Location annotation dataset excerpts:
━━━━
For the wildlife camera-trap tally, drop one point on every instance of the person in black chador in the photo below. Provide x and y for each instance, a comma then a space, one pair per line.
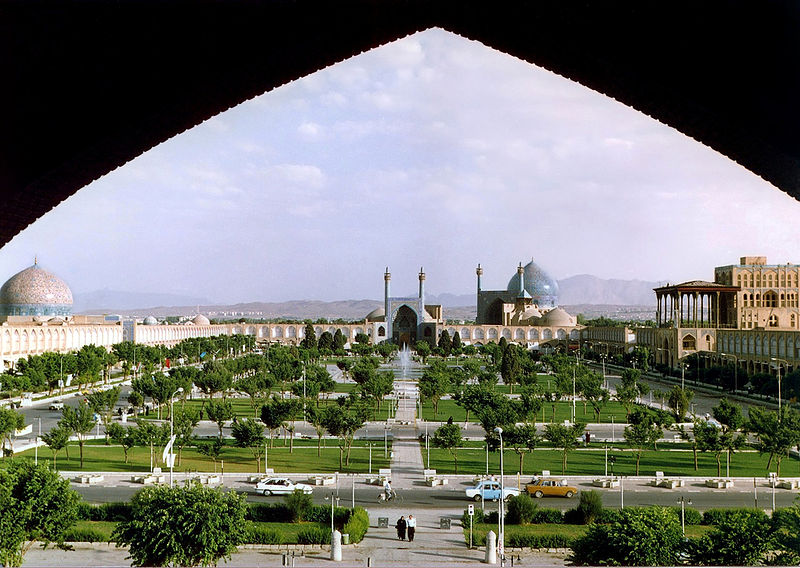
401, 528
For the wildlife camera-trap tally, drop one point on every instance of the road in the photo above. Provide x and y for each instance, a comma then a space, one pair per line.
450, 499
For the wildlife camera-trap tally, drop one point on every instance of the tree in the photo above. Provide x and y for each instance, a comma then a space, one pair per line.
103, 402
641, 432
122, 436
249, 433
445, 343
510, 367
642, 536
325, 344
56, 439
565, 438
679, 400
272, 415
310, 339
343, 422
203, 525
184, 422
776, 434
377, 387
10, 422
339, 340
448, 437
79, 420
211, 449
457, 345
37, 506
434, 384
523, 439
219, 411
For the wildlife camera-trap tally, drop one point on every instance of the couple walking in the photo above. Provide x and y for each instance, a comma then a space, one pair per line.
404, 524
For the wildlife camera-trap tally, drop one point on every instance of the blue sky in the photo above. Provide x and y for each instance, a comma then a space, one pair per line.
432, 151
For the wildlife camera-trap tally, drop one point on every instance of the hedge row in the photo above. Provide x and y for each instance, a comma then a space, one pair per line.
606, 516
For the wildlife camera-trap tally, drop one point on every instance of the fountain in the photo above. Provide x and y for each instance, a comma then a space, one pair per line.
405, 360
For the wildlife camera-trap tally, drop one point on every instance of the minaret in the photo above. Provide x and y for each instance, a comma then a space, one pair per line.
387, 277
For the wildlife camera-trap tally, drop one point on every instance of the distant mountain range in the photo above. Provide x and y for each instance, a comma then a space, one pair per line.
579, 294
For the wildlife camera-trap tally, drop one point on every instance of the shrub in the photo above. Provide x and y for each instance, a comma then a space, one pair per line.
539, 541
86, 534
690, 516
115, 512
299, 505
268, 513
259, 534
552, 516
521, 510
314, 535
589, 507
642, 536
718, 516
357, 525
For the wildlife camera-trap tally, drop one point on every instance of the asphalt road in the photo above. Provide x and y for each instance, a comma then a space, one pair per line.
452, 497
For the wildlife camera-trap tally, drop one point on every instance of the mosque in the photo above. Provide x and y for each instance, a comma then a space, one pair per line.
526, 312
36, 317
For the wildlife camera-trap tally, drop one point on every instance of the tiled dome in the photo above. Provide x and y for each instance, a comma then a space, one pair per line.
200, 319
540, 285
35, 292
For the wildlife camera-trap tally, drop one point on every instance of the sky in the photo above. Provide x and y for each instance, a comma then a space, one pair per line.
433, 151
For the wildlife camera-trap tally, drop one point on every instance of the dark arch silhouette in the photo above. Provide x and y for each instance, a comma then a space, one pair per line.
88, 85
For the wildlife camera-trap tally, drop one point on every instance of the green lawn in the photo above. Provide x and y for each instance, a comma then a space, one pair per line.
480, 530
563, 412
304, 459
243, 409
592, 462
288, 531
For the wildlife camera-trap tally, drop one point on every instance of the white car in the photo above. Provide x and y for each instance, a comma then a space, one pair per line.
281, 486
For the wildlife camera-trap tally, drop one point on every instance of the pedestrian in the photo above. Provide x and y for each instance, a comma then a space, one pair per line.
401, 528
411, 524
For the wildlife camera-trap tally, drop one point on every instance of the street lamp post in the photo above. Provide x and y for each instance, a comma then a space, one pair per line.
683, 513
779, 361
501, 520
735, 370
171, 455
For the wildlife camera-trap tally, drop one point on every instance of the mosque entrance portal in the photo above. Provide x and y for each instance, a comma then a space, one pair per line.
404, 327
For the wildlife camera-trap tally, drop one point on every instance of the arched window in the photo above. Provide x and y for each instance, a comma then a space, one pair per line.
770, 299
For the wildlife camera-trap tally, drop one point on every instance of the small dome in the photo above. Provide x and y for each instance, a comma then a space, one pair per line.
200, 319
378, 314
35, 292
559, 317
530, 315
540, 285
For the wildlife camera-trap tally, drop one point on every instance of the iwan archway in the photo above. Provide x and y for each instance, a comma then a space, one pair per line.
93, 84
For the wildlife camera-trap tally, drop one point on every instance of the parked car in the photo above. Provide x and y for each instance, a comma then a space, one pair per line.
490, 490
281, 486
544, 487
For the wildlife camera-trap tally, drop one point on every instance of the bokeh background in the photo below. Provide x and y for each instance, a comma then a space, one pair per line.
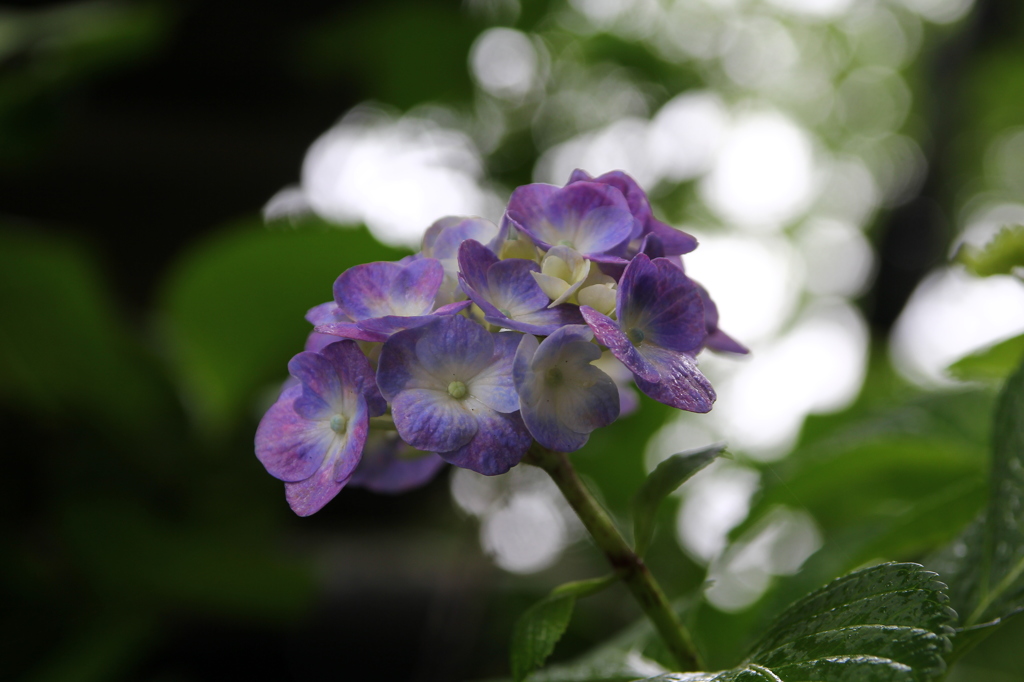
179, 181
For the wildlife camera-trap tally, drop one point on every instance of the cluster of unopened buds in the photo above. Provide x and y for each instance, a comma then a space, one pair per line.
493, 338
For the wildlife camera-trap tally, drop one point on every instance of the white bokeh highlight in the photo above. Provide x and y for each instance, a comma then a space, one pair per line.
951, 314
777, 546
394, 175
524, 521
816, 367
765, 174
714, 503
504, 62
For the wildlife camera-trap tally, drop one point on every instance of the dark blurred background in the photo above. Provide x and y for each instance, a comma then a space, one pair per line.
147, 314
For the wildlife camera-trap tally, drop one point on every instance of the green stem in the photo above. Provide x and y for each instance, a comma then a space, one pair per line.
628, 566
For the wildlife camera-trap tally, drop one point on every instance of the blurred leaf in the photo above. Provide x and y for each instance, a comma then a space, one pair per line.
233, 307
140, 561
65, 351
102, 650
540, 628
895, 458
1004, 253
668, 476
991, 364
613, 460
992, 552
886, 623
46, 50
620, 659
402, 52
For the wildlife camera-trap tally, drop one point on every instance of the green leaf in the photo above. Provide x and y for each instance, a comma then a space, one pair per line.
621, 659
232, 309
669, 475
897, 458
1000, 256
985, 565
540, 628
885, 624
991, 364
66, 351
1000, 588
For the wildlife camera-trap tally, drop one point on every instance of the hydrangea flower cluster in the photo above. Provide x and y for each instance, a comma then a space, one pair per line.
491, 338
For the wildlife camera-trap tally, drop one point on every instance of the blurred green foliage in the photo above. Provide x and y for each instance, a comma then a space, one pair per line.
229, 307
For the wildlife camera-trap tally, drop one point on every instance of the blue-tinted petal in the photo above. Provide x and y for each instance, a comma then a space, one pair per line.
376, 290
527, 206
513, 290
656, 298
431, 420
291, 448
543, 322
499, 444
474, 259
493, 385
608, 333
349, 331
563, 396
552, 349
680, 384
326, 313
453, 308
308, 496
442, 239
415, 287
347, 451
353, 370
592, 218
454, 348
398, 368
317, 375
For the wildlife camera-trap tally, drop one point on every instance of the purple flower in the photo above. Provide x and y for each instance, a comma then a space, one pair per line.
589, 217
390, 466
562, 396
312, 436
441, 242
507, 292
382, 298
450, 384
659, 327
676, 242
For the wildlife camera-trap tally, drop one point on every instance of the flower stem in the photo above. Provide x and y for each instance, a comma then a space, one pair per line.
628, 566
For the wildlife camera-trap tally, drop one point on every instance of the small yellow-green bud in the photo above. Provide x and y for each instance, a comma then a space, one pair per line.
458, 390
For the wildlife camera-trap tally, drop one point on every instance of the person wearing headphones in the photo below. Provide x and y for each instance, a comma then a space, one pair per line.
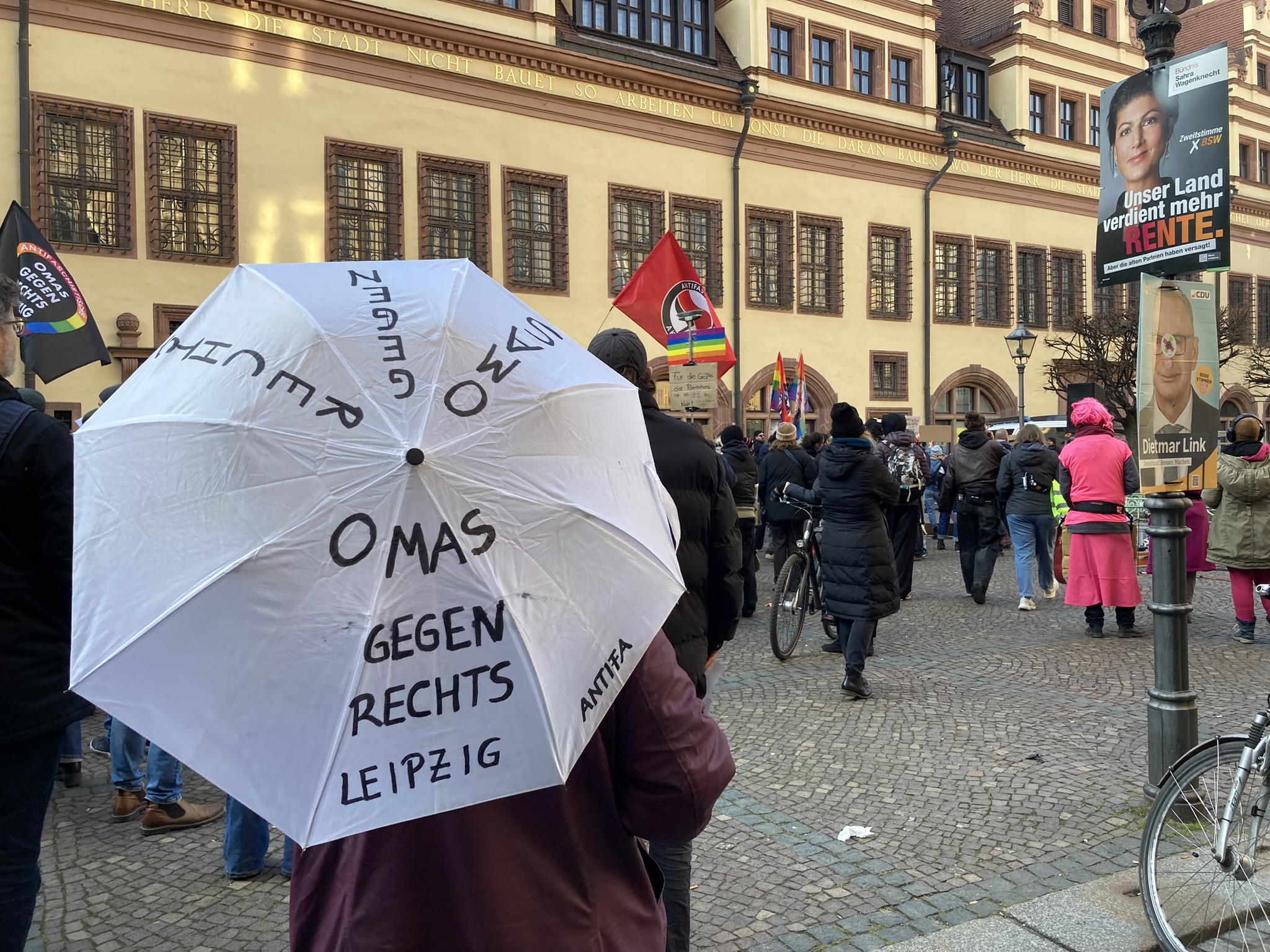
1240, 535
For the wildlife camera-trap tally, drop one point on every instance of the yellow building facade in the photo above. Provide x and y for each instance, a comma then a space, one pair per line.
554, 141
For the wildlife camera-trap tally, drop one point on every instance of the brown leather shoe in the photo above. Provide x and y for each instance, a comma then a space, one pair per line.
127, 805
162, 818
━━━━
> _What the task requires_:
Copy the final stretch of lines, starting at the one that holds "of the blue-tinted" and ending at the last line of the data, exactly; omit pictures.

> _Final result_:
For the wildlife camera-trap tally, drop one point on every instance of the blue-tinted petal in the photo above. Provide x and y for each instance, a comma then a space, one pair per line.
376, 290
527, 206
513, 290
656, 298
431, 420
291, 448
543, 322
499, 444
474, 259
493, 385
608, 333
349, 331
563, 396
552, 349
680, 384
326, 313
453, 308
308, 496
442, 239
415, 287
347, 451
353, 370
592, 218
454, 348
398, 368
317, 375
For the wildlife camera-trap tally, drop one point on every instance of the purple flower in the photo above. Provide x and y for each instance, a comma then a space, one pair per line.
589, 217
390, 466
562, 396
312, 436
441, 242
507, 292
382, 298
450, 384
659, 327
676, 242
For the wildlife camera-trap tally, drop one point on every instance of the flower stem in the photo above. Provide x and y for each instance, a comma then a space, one pair per line.
628, 566
For the wildlife camera-trap tally, drop one point on every instance of the small yellow-green bud in the photo above. Provide x and y for each instance, a comma then a space, one pair per line.
458, 390
For the wildlife camera-trap tally, drop one point on every instance of the person wearing headphones in the photo below. Provide x and y for each instance, a comma then a space, one pair per line.
1240, 535
For the wildlife camera-trap tally, drop one point on every instance of the yellow building facade in the photo above. Provide x and y for each instance, a comma then a space, one pair per line.
554, 141
For the wildlife camera-trap tally, drop one point on every instance of the brown leather shoe in the photo above. Provide x and y for each instance, a comma then a space, one pair per line.
127, 805
162, 818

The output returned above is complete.